RECORDS SHOWN
-=-=-
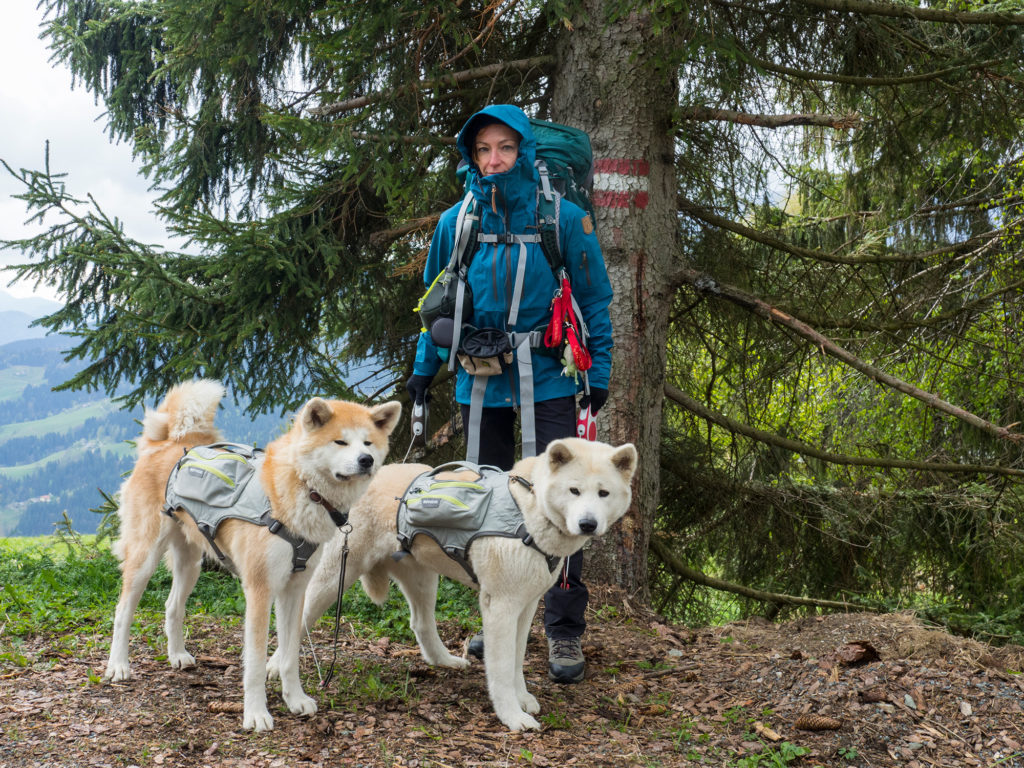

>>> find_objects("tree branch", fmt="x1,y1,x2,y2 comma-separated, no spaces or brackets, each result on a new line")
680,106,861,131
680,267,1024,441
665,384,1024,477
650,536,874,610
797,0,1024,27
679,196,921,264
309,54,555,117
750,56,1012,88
-=-=-
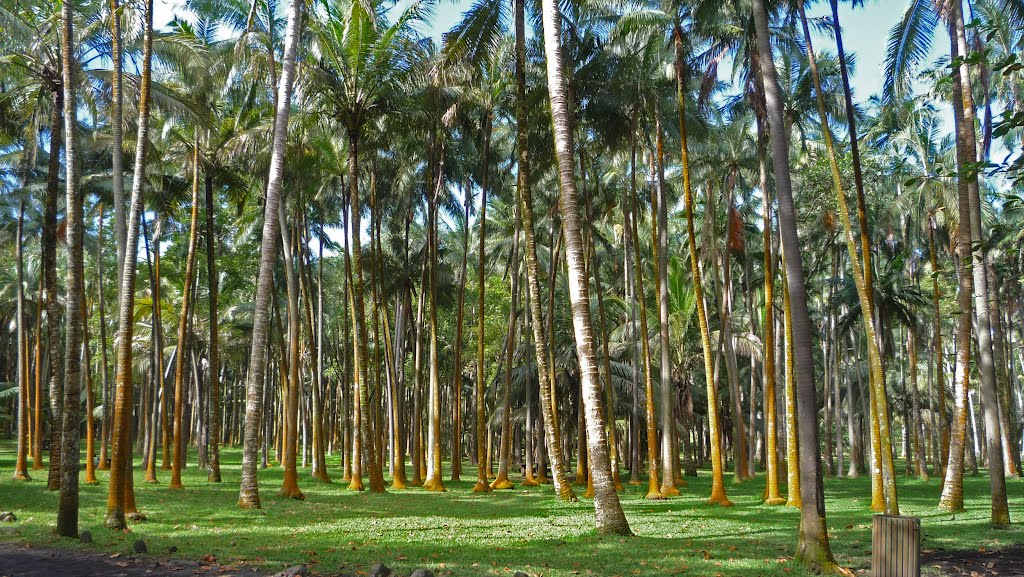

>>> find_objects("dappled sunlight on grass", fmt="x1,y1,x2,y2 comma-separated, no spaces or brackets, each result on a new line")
-=-=-
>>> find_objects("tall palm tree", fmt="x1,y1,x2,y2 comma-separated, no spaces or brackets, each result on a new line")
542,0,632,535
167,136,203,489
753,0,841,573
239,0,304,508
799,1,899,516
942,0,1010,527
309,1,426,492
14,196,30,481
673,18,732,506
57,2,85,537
-=-=-
Which lines in the records above contain the string "spaces"? Pick out each of them and copy it in full.

EXERCISE OUTPUT
>>> find_objects("tree branch", fmt="x1,y1,x2,y2 comma-separated, no spaces or brackets, each result on a new line")
>>> find_objects("dappled sunlight on grass", fmt="x1,y1,x2,y2 comma-separated, no spaces or brackets, each result on a new line")
>>> find_objects("tall palm tree", fmt="x1,y1,x2,y2 comma-separated, no spaces or brackets, each result on a new line")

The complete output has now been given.